# Excerto da página:
___

Ainda que um homem misture a cal, é sempre Deus o construtor. O destino mistura as cartas, mas somos nós a jogá-las.
Juntámos duas frases distantes entre elas quase três milénios, mas tematicamente complementares. A primeira provém da antiga cultura egípcia: trata-se de um dito da Sabedoria de Amen-em-ope, escrito do século IX-VIII a.C., que deixou um importante traço também na Bíblia (no livro dos Provérbios 22,17 - 24,22). A segunda citação está presente nos Aforismos da Sabedoria do Viver, do filósofo alemão Arthur Schopenhauer (1788-1860).
São duas as perspetivas com que se examina o destino ou, para o crente, a Providência. De um lado, exalta-se a eficácia da ação humana, com a sua liberdade; do outro, reconhece-se que existe qualquer coisa, ou Alguém, que nos ultrapassa e que intervém no projeto da história humana.

___

# Itens:
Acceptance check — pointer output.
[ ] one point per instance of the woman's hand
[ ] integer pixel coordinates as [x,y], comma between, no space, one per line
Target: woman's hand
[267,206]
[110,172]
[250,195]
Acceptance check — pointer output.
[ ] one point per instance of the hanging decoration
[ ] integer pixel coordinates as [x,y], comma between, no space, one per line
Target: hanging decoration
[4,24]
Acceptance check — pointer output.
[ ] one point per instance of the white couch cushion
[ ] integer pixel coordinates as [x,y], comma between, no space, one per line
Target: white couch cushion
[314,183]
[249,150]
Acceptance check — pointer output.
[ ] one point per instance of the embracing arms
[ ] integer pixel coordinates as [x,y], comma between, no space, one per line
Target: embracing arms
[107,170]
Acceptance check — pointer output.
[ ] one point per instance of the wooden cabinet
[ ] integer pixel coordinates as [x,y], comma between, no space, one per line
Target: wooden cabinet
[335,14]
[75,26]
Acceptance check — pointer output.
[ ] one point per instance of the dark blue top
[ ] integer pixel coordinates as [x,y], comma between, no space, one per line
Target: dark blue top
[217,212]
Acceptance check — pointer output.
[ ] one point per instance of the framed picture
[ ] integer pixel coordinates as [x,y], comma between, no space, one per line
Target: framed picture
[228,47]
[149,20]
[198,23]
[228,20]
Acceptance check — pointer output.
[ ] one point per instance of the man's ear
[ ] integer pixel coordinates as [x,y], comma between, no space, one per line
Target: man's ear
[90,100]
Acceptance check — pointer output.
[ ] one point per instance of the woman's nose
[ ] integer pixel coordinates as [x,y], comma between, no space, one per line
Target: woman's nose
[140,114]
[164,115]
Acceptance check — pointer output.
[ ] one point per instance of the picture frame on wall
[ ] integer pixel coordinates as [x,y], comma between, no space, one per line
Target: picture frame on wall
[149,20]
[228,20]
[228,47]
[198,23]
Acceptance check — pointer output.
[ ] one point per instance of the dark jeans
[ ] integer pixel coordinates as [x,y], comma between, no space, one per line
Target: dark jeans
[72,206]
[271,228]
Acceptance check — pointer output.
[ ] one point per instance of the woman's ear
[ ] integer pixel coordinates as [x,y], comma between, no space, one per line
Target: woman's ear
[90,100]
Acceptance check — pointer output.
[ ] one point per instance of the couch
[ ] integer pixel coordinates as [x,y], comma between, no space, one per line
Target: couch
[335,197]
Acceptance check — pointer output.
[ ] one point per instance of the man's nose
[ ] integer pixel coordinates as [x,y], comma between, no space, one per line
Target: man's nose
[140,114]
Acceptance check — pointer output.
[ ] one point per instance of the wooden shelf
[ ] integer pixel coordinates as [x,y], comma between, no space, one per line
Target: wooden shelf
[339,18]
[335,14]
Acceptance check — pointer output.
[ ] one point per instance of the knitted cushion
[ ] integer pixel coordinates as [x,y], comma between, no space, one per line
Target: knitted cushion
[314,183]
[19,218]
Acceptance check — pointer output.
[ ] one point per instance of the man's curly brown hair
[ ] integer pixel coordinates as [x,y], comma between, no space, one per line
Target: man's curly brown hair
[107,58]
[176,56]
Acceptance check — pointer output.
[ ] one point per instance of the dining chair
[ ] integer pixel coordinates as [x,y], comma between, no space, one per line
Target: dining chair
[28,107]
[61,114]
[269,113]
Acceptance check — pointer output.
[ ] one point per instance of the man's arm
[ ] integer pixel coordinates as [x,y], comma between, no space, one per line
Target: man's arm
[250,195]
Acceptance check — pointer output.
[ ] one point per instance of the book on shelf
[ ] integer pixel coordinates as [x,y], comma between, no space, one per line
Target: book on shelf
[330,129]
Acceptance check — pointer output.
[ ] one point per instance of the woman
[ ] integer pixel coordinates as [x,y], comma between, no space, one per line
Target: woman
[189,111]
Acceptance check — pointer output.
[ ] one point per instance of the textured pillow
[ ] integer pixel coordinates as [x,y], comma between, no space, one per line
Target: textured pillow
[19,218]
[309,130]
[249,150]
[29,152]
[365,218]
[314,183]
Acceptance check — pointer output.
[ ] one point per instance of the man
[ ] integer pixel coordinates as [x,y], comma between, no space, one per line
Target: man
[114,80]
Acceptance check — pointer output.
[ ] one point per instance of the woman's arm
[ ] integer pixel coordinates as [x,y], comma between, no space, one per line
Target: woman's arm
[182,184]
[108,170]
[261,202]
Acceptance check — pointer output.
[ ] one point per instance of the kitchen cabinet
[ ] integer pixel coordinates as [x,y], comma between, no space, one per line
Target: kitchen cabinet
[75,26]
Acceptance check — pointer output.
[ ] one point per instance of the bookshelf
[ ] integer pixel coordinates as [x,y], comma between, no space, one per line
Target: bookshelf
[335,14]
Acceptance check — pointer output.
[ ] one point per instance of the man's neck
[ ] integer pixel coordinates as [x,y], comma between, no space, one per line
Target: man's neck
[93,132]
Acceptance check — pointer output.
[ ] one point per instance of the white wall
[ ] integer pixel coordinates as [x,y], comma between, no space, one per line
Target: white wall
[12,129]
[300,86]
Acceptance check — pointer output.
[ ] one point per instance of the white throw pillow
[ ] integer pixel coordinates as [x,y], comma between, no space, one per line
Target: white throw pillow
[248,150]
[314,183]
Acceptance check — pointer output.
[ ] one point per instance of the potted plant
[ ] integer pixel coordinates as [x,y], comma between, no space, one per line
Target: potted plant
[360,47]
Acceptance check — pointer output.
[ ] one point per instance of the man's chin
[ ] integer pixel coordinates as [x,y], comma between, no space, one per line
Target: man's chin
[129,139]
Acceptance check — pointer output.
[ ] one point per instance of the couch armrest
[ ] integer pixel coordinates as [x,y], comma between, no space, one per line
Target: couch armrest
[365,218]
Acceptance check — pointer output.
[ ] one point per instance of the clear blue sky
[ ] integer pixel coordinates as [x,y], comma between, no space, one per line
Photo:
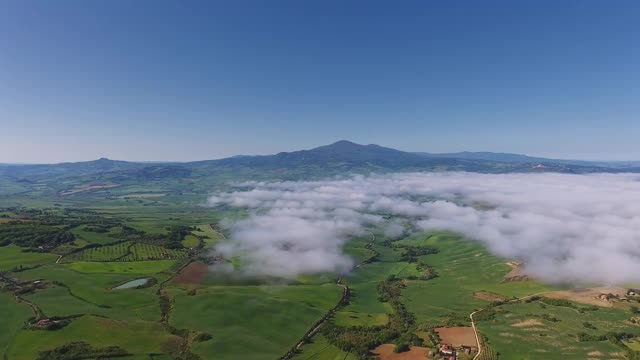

___

# O que fazer:
Por favor, indique todas as obras escritas mencionadas no excerto da página acima, com os títulos que lá aparecem.

# Solução do exercício:
- Sabedoria de Amen-em-ope
- Bíblia
- livro dos Provérbios
- Aforismos da Sabedoria do Viver